* start Record extracts *

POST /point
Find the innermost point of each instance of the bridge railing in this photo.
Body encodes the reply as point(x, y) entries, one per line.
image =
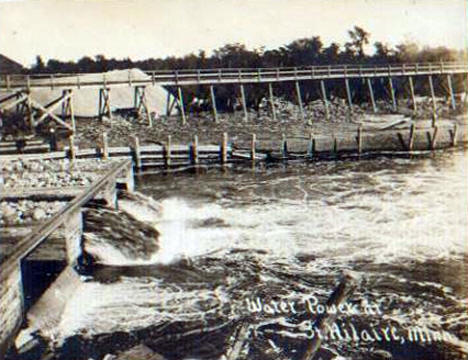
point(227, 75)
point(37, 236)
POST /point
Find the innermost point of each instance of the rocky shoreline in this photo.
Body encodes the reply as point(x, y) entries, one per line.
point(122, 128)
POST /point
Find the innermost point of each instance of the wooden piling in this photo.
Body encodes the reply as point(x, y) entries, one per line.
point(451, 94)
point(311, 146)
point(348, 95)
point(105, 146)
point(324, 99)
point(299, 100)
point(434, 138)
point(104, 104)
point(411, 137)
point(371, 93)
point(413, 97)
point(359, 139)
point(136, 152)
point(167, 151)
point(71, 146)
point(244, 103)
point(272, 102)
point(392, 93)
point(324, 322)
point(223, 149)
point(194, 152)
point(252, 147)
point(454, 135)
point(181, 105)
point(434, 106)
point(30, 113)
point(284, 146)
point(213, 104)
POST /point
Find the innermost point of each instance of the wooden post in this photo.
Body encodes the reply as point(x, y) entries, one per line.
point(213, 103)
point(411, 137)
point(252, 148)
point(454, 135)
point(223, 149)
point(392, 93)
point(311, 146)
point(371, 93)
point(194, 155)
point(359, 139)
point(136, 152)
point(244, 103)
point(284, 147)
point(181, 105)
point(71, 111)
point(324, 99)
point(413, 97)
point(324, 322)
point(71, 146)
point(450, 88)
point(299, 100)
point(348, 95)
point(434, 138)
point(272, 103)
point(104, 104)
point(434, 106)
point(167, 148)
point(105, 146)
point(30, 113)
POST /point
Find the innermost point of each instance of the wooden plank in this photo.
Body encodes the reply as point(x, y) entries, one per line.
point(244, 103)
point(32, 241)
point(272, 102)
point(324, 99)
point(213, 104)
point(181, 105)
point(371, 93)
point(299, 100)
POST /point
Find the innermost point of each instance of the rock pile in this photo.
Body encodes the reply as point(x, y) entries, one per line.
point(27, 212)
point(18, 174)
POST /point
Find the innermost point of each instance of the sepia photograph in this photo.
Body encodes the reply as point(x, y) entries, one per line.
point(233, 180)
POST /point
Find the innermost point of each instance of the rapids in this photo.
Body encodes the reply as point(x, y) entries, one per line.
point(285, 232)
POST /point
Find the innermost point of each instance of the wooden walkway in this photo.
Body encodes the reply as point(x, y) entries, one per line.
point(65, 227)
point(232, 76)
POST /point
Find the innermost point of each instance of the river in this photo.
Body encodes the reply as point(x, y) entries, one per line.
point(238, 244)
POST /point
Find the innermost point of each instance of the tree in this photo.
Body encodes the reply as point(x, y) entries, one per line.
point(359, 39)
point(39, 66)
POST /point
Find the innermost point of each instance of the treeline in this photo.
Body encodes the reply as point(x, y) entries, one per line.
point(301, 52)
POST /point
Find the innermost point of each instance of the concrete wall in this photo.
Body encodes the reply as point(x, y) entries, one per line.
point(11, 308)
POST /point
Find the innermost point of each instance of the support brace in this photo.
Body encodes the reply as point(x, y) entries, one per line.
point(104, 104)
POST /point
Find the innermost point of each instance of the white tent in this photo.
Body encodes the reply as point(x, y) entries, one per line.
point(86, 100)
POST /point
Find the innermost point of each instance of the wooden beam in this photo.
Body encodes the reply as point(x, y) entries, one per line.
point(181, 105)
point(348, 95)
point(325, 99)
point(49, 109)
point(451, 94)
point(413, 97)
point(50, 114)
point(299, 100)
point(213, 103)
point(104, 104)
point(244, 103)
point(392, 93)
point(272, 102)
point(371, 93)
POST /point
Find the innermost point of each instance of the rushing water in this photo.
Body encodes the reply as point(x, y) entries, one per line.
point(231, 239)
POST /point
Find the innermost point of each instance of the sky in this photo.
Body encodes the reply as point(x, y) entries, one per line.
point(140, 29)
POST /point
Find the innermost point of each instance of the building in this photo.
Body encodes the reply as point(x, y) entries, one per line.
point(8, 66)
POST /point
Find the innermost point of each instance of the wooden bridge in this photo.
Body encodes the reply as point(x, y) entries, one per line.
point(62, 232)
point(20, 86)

* end Record extracts *
* start Record extracts *

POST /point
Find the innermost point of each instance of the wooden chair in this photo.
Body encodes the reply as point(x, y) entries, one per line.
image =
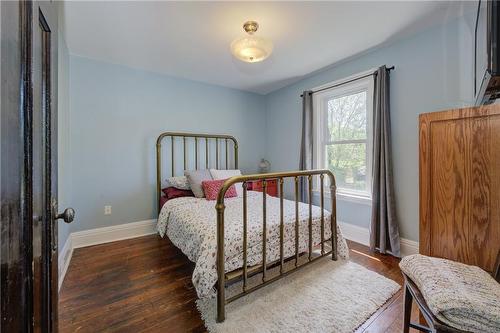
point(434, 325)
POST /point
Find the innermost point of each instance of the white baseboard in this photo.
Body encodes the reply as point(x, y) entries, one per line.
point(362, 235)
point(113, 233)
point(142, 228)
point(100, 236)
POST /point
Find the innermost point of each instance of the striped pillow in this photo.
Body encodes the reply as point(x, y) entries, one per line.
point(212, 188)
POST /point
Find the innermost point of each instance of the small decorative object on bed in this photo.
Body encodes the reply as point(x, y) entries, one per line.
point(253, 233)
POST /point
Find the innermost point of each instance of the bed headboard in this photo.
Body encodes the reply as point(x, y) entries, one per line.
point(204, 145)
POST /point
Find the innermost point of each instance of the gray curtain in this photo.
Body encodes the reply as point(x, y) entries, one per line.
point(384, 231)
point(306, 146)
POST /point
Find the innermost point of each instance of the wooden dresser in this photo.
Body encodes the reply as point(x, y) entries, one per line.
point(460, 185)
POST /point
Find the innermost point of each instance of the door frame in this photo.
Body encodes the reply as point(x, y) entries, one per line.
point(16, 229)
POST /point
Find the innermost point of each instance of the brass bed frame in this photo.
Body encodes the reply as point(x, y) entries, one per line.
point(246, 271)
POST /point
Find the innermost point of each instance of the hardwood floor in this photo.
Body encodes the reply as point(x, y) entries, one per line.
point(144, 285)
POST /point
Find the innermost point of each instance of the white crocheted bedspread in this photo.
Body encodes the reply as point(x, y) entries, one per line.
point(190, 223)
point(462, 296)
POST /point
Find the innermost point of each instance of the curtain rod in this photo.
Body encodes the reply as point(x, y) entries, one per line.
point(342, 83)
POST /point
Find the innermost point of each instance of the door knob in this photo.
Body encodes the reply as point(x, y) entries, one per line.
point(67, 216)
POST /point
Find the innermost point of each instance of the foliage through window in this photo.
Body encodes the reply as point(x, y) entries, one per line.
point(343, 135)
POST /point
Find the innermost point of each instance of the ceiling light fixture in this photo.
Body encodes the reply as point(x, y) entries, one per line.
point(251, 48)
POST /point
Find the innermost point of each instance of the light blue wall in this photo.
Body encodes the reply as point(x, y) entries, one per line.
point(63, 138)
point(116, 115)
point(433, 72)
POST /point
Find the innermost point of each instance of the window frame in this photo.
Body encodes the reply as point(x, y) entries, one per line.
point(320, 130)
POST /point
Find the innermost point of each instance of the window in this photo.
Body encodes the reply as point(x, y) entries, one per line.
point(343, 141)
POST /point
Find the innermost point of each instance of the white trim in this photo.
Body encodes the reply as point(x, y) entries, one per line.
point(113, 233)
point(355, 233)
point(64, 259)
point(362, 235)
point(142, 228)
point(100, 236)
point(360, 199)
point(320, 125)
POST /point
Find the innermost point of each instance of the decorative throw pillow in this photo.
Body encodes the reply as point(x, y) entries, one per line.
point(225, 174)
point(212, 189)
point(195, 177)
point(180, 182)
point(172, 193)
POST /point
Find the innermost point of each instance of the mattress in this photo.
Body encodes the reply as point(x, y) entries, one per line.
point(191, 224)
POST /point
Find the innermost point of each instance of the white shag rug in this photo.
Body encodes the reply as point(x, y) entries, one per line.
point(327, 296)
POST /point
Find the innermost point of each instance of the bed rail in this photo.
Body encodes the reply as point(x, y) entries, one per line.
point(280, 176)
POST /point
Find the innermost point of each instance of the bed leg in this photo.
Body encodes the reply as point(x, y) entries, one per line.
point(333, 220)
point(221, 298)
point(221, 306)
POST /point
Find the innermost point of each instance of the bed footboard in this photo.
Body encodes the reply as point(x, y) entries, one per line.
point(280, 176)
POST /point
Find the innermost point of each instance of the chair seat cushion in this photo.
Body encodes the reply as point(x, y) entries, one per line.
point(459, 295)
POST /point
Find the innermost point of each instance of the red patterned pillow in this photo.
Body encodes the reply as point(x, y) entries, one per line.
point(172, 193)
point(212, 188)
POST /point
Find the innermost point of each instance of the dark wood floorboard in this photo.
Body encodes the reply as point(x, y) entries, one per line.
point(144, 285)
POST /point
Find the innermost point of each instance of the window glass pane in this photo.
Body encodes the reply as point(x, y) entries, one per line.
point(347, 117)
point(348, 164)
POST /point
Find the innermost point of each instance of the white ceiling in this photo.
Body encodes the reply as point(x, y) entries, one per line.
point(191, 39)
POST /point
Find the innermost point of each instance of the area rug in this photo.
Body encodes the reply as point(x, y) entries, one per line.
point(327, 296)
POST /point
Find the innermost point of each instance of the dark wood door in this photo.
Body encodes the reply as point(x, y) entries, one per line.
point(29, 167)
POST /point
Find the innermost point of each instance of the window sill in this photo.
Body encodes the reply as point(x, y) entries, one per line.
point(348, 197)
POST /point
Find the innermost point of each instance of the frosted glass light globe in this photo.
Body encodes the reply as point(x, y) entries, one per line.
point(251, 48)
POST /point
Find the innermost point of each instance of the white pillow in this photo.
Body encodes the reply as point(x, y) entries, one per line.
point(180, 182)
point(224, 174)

* end Record extracts *

Select and copy each line in the lines above that contains the word "pillow".

Find the innermost point of each instance of the striped pillow in this photo.
Find the innermost point of each instance of the decorative throw pillow in this photo.
Find the innermost point of each instance of the red patterned pillow in this photo.
Find the innermost point of each instance of the white pillow in this photo.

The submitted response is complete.